• [TEXTE FOURNI]:
------------
« Memento Mori. Souviens-toi que tu te meurs. »

Memento mori. Cette formule trouve son origine dans l‘antiquité gréco-romaine. D’après la tradition, lorsqu’un général sortait victorieux du champ de bataille et arpentait les rues de la cité romaine, un esclave se tenait debout derrière lui, chargé de lui murmurer à l’oreille : « Memento mori. Souviens-toi que tu te meurs ». Comme pour lui rappeler que malgré les succès d’aujourd’hui, il n’était qu’un simple mortel et qu’il avait intérêt à se garder de toute vanité.

Cet appel à méditer sur la fugacité de la vie humaine avait pour but de rappeler aux hommes de célébrer leurs succès sans arrogance, mais aussi de lâcher prise face aux échecs. Il n’est donc pas étonnant que l’idée existe à la fois dans la tradition stoïcienne et dans la tradition chrétienne. D’ailleurs, le mercredi des cendres, jour qui marque l’entrée dans le carême pour les chrétiens catholiques, le prêtre dépose des cendres sur le front des fidèles en prononçant la phrase : « Tu es poussière et tu retourneras poussière. »
------------
• [COURT EXERCICE 1]:
Recopiez toutes les lignes des enregistrements, consignes comprises, en décalant de 3 chaque coordonnée x et y figurant dans les réponses.

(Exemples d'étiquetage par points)
------------
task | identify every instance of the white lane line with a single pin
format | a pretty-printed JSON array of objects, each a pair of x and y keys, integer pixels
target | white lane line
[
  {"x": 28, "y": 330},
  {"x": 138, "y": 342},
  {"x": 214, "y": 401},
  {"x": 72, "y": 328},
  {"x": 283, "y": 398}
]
------------
• [COURT EXERCICE 2]:
Poursuivez, s'il vous plaît, le texte sur le memento mori à partir de là où il s'arrête.

• [RÉPONSE FINALE 1]:
task | identify every instance of the white lane line with a single pin
format | a pretty-printed JSON array of objects, each a pair of x and y keys, integer pixels
target | white lane line
[
  {"x": 31, "y": 333},
  {"x": 141, "y": 345},
  {"x": 217, "y": 404},
  {"x": 75, "y": 331},
  {"x": 286, "y": 401}
]

• [RÉPONSE FINALE 2]:
Ayant été élevée dans la foi catholique, j’ai souvent participé à ce rituel. Pourtant ce n’est que très récemment que j’ai commencé à méditer sur la vie et sur l’inévitabilité de la mort. Je dois cette réflexion en grande partie à un écrivain américain à succès, Ryan Holiday. Amoureux des enseignements des stoïciens, il ne se sépare jamais d’une pièce sur laquelle est inscrite côté face « Memento mori », et côté verso, une citation de Marc Aurèle : « Vous pouvez quitter la vie à cet instant même. Faites que cela détermine ce que vous dites et pensez en ce moment. » Ce concept a eu tellement d’impact sur moi que je me suis fait tatouer cette phrase sur l’avant-bras.

Pour de nombreuses personnes, la mort est une perspective effrayante qu’on ne doit pas évoquer et à laquelle on ne doit pas penser de peur qu’elle se manifeste. Pourtant il n’y a rien de plus intimement lié à la vie que la mort. Rien ne sert de la redouter puisqu’elle surviendra quoiqu’il arrive. J’ai d’autant plus pris conscience de cette vérité ces derniers mois, quand j’ai senti mon corps me lâcher à la suite d’un burn-out professionnel. Tout d’un coup j’étais incapable de fonctionner correctement. Je prenais deux fois plus de temps pour effectuer les taches manuelles ou intellectuelles les plus simples. J’étais dans un état d’épuisement permanent, l’esprit plongée dans une brume que rien ne semblait pouvoir dissiper, avec des douleurs physiques que rien ne semblait expliquer.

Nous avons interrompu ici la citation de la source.